Exercise aim: Which lines in the records below contain the string "building"? Pick out each one and copy it in full, treating uppercase and lowercase as different.

─── Excerpted records

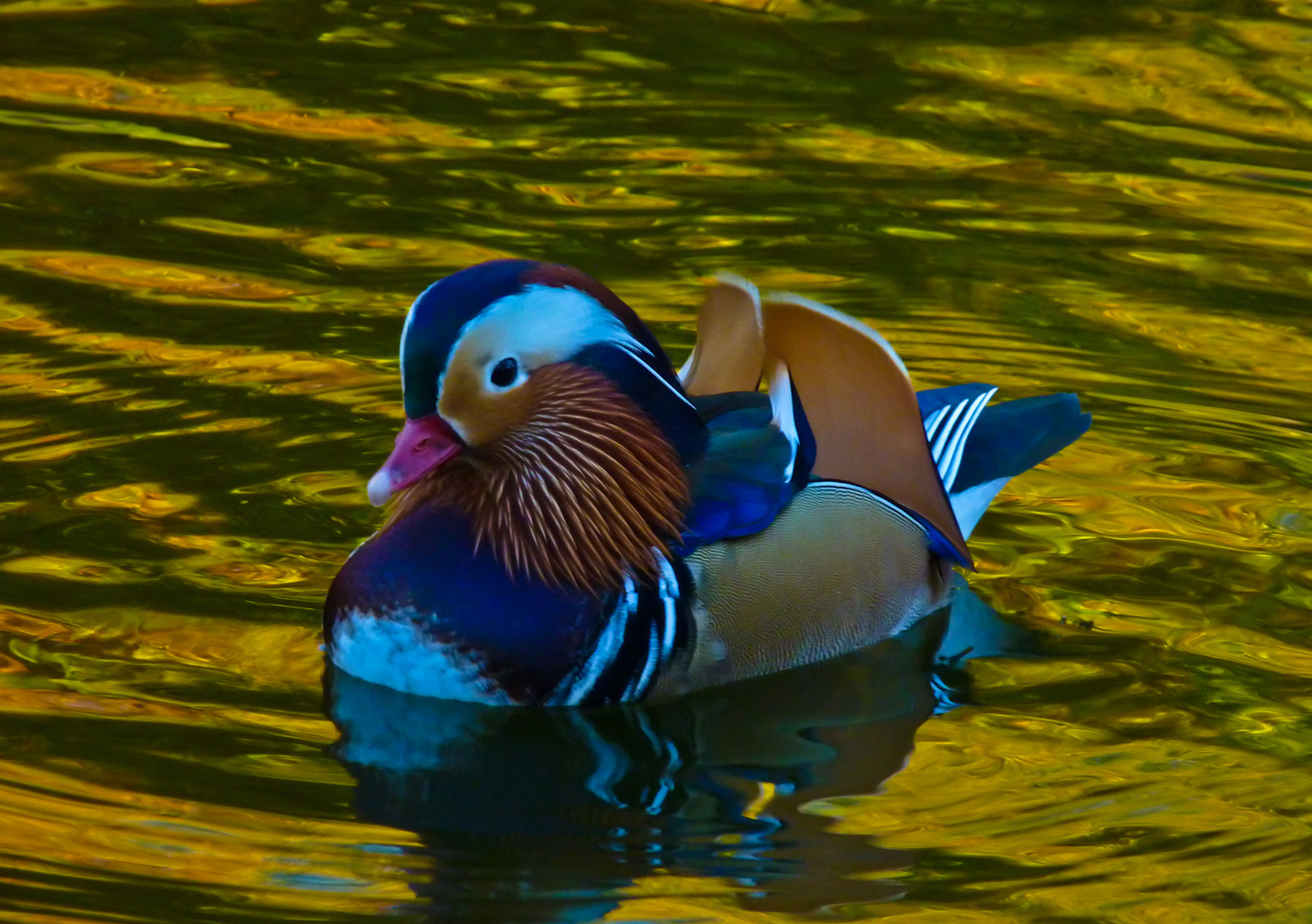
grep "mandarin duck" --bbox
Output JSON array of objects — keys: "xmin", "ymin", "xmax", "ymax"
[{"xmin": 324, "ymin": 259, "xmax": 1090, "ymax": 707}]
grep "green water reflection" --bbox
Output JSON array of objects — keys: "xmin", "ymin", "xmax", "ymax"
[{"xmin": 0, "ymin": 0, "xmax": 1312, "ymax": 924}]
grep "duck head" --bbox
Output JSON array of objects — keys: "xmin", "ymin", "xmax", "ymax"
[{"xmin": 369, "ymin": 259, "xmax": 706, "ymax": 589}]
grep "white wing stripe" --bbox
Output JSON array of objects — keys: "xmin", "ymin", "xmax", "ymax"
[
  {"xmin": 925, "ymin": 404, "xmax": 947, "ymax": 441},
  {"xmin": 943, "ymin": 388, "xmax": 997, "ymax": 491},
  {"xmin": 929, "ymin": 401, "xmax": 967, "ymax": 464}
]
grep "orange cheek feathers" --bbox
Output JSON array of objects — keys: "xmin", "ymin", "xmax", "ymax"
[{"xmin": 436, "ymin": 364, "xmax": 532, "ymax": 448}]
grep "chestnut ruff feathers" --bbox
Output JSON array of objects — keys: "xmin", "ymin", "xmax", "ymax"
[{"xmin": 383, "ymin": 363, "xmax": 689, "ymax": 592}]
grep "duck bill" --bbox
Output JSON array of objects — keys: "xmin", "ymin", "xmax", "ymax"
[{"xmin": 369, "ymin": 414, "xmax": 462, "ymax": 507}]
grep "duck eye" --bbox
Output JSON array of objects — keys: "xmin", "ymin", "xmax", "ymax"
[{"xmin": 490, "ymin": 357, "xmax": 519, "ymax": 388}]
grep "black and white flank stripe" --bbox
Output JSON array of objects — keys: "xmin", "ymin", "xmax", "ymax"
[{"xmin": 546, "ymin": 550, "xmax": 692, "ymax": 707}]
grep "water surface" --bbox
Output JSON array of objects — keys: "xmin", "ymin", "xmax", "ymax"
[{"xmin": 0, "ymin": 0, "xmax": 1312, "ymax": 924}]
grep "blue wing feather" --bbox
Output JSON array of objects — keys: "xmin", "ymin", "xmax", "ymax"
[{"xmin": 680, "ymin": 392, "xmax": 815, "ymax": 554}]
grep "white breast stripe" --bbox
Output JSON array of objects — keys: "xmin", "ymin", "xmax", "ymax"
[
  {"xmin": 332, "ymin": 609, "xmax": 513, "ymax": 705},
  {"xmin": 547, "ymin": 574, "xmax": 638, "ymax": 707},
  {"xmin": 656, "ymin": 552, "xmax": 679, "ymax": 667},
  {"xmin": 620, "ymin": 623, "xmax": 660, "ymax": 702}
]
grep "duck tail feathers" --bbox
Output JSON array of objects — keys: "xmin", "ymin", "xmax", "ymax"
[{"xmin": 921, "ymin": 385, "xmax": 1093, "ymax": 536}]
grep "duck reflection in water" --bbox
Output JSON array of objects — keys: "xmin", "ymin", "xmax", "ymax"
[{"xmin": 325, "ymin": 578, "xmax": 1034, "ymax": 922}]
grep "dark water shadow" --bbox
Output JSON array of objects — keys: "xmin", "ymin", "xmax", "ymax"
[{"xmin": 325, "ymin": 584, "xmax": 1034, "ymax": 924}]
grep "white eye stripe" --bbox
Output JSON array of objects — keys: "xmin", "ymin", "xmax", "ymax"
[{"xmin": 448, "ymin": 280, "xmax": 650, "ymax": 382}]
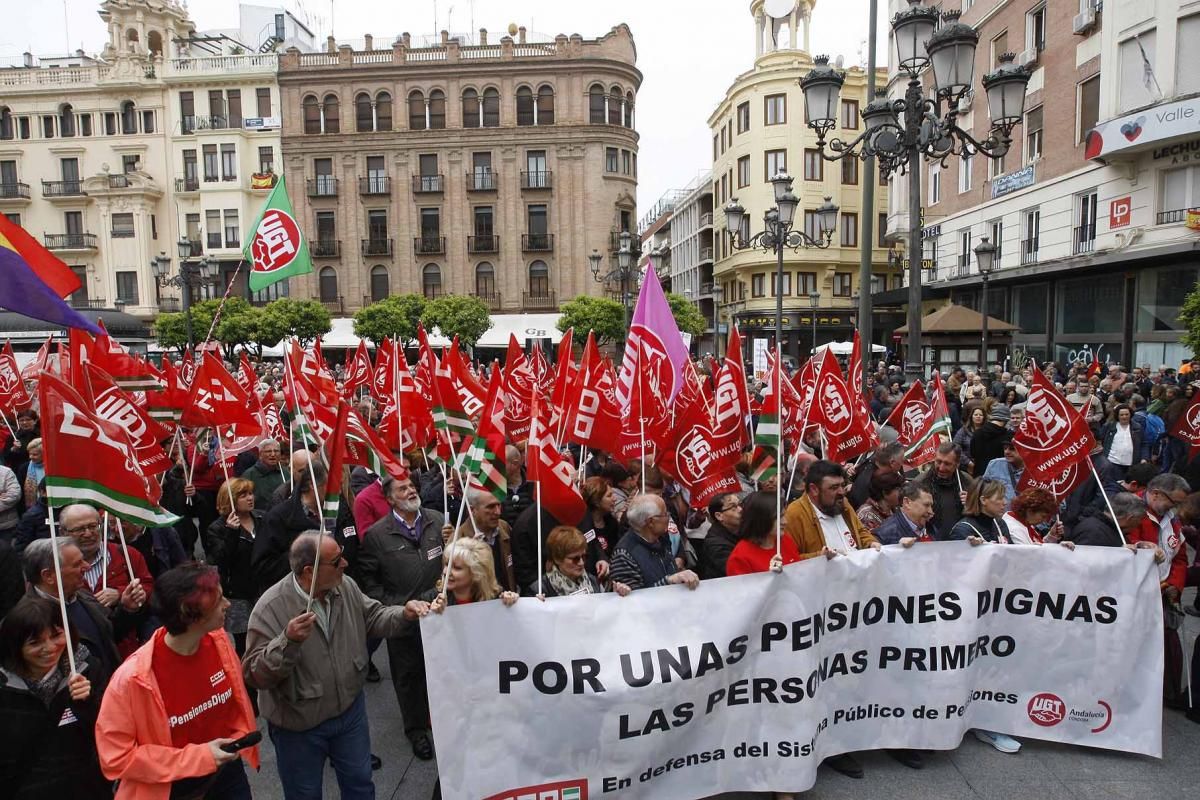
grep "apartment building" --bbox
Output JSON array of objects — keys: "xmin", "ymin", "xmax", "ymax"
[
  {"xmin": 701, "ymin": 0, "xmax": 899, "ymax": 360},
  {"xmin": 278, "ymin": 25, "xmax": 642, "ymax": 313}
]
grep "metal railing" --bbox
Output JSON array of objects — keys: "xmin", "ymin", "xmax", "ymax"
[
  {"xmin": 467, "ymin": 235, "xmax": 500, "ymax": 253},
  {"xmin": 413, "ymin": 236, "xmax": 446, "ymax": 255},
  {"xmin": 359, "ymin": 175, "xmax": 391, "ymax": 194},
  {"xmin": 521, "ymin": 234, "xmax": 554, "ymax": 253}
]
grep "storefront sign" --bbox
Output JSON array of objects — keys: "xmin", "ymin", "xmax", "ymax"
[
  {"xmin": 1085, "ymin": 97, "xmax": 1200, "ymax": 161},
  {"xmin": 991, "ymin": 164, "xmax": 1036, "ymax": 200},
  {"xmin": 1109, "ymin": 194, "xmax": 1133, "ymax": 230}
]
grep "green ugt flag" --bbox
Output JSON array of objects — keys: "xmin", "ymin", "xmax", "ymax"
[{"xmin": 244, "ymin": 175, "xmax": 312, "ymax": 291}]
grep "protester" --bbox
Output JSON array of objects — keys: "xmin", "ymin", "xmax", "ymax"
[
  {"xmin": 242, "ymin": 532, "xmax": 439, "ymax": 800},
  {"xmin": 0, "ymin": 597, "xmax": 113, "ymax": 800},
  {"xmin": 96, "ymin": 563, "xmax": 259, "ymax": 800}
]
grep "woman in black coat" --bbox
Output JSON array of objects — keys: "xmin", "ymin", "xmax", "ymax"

──────
─── Excerpted records

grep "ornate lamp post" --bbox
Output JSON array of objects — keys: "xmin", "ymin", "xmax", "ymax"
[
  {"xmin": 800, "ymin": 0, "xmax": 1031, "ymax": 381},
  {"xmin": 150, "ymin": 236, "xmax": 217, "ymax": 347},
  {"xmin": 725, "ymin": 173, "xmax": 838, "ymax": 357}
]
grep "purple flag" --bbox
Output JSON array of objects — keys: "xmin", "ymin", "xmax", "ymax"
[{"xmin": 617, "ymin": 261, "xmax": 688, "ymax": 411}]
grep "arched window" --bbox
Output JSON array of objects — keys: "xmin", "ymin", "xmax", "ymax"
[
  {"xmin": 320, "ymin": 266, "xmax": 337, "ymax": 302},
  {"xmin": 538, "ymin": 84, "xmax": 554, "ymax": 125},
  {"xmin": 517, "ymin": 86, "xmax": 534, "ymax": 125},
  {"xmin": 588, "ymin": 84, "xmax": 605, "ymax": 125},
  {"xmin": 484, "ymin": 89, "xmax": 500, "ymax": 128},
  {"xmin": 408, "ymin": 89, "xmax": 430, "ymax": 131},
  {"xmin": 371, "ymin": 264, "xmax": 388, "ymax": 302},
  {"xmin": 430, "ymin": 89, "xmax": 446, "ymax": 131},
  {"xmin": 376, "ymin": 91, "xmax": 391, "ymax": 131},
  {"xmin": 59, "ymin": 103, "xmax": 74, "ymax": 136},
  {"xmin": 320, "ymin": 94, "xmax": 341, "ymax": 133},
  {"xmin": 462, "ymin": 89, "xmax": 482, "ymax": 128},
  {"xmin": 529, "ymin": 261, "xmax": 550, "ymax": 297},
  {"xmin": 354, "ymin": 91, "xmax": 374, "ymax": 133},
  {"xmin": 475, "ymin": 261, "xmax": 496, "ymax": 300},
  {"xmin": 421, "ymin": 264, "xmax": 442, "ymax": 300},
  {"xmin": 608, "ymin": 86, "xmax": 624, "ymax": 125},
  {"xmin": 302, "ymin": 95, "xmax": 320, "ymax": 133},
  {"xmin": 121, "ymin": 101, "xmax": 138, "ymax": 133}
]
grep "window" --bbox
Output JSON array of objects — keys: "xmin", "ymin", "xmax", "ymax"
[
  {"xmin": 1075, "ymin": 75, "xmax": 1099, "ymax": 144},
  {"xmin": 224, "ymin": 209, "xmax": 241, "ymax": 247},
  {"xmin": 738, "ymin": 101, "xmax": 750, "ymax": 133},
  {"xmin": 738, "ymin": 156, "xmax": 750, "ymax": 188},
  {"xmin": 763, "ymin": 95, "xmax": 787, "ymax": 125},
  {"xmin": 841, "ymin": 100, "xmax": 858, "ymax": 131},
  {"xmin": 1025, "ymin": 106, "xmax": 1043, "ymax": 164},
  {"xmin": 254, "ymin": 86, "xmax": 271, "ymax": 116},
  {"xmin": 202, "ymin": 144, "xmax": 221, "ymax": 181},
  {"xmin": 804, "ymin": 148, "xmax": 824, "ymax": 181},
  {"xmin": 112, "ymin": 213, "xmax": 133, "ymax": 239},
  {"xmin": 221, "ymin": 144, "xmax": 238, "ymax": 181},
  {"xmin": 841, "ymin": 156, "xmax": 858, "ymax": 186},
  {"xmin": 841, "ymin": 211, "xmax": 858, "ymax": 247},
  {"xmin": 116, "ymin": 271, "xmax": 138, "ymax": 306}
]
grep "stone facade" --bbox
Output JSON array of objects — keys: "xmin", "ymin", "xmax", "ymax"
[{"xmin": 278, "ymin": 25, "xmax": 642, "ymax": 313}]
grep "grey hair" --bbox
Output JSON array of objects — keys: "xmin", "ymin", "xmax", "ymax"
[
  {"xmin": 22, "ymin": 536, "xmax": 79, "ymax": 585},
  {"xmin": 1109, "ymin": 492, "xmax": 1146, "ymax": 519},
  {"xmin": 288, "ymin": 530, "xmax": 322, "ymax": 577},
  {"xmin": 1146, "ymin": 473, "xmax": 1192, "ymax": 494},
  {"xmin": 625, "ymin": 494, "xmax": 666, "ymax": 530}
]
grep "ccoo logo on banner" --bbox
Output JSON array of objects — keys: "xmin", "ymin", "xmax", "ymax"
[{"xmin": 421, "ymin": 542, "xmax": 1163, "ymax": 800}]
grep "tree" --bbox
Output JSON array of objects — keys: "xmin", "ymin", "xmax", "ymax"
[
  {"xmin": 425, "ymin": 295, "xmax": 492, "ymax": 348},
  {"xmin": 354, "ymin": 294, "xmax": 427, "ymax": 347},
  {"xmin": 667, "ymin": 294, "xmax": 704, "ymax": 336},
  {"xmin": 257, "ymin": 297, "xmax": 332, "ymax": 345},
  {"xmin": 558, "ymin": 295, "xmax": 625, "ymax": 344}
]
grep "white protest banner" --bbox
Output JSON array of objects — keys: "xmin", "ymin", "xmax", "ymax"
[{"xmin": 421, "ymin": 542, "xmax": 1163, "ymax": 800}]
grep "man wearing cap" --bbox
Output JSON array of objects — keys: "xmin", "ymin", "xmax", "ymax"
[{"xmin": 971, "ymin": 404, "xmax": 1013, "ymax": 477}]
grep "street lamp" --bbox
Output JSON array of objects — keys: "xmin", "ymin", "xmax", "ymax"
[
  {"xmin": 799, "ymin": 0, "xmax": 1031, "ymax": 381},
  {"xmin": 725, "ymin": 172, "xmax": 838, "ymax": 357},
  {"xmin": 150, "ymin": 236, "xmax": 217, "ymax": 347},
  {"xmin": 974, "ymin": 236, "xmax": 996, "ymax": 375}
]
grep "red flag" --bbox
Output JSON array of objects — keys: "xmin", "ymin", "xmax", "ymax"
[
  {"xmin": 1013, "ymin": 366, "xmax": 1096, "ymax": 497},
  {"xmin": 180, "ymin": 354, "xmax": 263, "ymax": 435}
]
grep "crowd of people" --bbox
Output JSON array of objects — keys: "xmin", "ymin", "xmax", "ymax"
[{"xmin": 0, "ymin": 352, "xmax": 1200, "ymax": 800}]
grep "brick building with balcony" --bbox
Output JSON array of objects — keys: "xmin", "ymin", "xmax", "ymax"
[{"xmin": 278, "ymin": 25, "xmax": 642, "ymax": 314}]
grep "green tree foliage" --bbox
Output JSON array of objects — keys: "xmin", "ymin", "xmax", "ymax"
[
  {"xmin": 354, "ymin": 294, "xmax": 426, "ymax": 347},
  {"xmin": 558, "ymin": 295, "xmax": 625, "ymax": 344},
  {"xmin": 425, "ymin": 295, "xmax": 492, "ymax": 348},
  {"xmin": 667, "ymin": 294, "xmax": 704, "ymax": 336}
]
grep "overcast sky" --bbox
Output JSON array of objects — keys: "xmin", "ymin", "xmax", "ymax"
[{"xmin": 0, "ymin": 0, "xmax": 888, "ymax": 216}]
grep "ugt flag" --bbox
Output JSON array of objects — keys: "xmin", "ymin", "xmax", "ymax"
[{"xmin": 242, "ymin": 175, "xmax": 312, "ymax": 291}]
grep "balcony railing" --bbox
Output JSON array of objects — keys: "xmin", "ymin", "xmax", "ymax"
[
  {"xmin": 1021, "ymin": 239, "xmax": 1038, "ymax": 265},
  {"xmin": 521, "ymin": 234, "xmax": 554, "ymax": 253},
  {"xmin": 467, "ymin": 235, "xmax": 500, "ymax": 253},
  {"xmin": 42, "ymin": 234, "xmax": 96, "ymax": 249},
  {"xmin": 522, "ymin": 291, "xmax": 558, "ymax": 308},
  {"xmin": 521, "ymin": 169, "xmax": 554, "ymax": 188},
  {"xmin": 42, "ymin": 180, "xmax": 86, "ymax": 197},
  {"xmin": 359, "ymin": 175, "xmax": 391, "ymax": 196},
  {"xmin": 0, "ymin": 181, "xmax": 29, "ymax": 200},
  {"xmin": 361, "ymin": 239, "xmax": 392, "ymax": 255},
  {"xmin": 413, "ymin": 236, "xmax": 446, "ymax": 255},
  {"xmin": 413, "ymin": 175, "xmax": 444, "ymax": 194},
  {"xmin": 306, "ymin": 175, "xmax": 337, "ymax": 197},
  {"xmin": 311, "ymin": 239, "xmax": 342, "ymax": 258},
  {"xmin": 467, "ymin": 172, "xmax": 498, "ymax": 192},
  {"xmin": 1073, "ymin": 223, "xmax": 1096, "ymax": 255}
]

──────

Solution:
grep "apartment building" --bbox
grep "brick building with balcony" --bbox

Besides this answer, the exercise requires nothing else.